Extract the stretch of lines below from the line containing "Practice step: locate the smartphone" through the line containing "x=144, y=388", reproducing each one verbatim and nothing else.

Exercise materials:
begin
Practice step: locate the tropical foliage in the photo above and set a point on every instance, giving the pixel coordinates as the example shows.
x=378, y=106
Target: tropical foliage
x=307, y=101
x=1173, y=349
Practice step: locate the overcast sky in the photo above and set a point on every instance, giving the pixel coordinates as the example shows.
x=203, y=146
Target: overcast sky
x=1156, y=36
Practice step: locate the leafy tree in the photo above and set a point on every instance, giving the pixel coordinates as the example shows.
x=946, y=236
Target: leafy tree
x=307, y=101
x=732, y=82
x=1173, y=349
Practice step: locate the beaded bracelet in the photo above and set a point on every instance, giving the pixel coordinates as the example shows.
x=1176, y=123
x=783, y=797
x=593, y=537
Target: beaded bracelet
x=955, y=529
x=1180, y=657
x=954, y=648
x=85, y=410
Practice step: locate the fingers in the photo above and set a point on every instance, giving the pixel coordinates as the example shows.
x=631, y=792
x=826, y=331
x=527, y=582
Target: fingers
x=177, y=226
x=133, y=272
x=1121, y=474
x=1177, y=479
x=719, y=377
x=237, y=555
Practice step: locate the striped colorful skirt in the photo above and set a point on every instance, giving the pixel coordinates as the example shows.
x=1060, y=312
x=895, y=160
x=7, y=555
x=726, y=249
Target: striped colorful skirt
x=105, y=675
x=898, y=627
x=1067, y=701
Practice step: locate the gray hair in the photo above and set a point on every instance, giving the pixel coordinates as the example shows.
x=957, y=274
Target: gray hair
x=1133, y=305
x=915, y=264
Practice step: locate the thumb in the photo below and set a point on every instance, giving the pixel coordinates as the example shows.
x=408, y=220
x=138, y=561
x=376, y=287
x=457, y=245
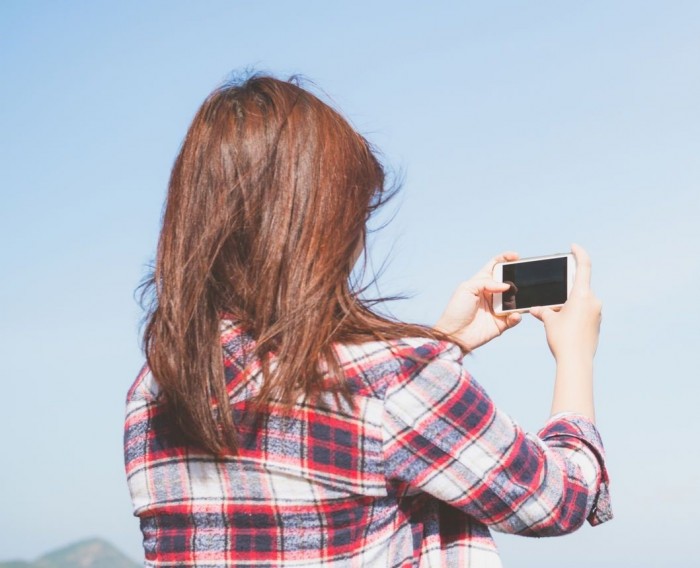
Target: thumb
x=541, y=313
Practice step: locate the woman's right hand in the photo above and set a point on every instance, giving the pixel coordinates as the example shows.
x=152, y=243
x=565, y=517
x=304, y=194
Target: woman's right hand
x=573, y=330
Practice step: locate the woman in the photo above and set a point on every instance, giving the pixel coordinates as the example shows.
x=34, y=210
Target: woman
x=280, y=421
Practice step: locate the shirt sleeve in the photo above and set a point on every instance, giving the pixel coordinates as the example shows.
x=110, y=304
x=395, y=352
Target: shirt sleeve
x=444, y=436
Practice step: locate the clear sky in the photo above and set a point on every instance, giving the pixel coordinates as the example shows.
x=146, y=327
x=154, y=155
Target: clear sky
x=515, y=125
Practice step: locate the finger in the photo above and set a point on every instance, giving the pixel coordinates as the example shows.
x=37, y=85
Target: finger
x=541, y=313
x=478, y=285
x=582, y=280
x=513, y=319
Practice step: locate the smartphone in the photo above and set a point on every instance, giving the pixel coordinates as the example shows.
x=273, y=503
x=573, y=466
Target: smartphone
x=537, y=281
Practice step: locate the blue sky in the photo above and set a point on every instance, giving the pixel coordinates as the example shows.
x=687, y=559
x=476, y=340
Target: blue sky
x=515, y=125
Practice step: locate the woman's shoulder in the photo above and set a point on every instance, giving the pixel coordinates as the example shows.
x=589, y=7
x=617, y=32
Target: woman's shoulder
x=144, y=388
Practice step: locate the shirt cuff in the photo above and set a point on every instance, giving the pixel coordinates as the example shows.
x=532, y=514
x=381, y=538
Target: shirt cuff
x=582, y=428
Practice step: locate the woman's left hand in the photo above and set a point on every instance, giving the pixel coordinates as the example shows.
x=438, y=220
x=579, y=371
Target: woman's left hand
x=469, y=315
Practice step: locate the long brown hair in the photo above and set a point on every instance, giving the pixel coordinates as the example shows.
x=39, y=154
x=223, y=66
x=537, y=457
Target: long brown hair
x=266, y=211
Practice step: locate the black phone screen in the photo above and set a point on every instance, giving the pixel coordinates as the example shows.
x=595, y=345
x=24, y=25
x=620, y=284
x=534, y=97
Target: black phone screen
x=535, y=283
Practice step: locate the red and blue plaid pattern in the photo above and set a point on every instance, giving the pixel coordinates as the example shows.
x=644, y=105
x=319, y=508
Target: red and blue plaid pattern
x=411, y=476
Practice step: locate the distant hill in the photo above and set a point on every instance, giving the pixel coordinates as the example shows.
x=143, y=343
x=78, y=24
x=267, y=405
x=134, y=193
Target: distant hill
x=93, y=553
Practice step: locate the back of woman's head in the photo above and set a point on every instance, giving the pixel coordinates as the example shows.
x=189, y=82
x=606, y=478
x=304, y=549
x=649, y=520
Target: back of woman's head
x=265, y=215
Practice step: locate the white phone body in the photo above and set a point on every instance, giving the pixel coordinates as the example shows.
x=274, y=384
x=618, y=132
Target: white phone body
x=538, y=281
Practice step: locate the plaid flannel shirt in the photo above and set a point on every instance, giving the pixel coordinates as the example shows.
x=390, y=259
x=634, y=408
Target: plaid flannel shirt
x=412, y=474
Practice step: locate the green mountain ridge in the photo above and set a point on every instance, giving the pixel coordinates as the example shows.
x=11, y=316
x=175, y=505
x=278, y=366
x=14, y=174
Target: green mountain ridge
x=91, y=553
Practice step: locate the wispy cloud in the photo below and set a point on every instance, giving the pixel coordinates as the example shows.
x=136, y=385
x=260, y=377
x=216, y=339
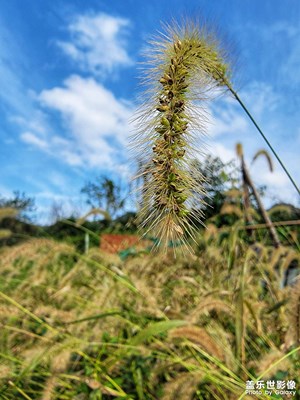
end
Solved problem:
Practice step: locate the smartphone in the photo above and set a point on every instance, giving the pixel coordinates as the example shows.
x=273, y=503
x=573, y=466
Target: smartphone
x=537, y=281
Practice step: locate the blue sky in the photo above and set a point on every instance, giving the pixel coordinates as the example shows.
x=687, y=559
x=476, y=340
Target: blue sky
x=515, y=125
Practice step: locate the woman's shoulder in the photo above and set a point on every instance, giving the pixel coordinates as the example shows.
x=589, y=7
x=617, y=32
Target: woman's shoulder
x=144, y=388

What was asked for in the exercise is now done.